> **Exercise description**
For this exercise, output the line holding "Exercise. Point out the red" and all subsequent lines of the entries below, unchanged, up to and including the last.

[Natural language region descriptions]
+===+

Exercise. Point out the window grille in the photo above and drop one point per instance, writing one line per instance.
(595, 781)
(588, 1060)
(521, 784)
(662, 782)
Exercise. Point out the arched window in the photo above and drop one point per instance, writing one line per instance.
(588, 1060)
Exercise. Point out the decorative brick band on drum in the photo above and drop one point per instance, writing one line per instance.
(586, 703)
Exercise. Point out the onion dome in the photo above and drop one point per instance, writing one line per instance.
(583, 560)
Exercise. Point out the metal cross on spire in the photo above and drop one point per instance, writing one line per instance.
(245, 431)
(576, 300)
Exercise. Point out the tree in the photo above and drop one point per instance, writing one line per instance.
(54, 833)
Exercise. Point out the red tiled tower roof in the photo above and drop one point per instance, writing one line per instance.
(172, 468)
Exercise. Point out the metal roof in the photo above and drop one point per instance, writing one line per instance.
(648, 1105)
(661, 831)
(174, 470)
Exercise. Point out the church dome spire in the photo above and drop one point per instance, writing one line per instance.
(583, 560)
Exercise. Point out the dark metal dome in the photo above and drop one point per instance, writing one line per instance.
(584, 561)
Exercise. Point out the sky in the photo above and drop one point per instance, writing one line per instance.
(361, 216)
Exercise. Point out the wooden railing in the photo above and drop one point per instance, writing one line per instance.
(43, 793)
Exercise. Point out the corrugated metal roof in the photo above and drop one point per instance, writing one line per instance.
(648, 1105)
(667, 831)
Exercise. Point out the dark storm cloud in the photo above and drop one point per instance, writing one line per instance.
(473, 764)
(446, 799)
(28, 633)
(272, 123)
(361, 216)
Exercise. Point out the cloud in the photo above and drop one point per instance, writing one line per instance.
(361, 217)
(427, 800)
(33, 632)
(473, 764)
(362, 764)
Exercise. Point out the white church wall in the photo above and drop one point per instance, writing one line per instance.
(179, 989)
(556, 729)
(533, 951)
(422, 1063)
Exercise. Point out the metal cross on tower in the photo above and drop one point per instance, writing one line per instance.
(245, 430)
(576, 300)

+===+

> **Result for this task**
Exercise. Point out the red tiled tower roof in the photo above and drop one point per instance, writing one line per instance.
(172, 468)
Exercise. Point out the metal roof in the photo above and drop one point per instance, writing one line per instance.
(648, 1105)
(661, 831)
(174, 470)
Exercise. Point out the church dome spire in the photo above and drop one point per instance, writing one line per instance.
(583, 560)
Exercise. Point out the dark metal dome in the photo above and drop one point per instance, writing one line per instance.
(584, 561)
Exercise. Point out the sky in the photo above and drop one point per instance, writing one line per instance.
(361, 216)
Exercise. Point out the wooden railing in the photo above and drop one point per instance, writing one line per instance.
(43, 793)
Exercise. Point out the corrugated metal roof in the photo above and drop one point per instance, writing one line per instance.
(648, 1105)
(667, 831)
Exercise. Point out the dark storm cloud in the photo above and drop one point per instance, writing one line per instance.
(473, 764)
(446, 799)
(28, 633)
(272, 123)
(361, 216)
Exercise. Point out the cloud in the photo above and drop one point per instance, writing one line per instance.
(361, 217)
(427, 800)
(33, 632)
(473, 764)
(362, 764)
Exercise. Point out the white church wall in the photo above and drop one point per instance, writing one line per instance.
(179, 989)
(556, 729)
(533, 951)
(422, 1063)
Exercise. Point out the metal cross on tower in the photo above and drop one point per instance, writing one line per instance.
(245, 430)
(576, 300)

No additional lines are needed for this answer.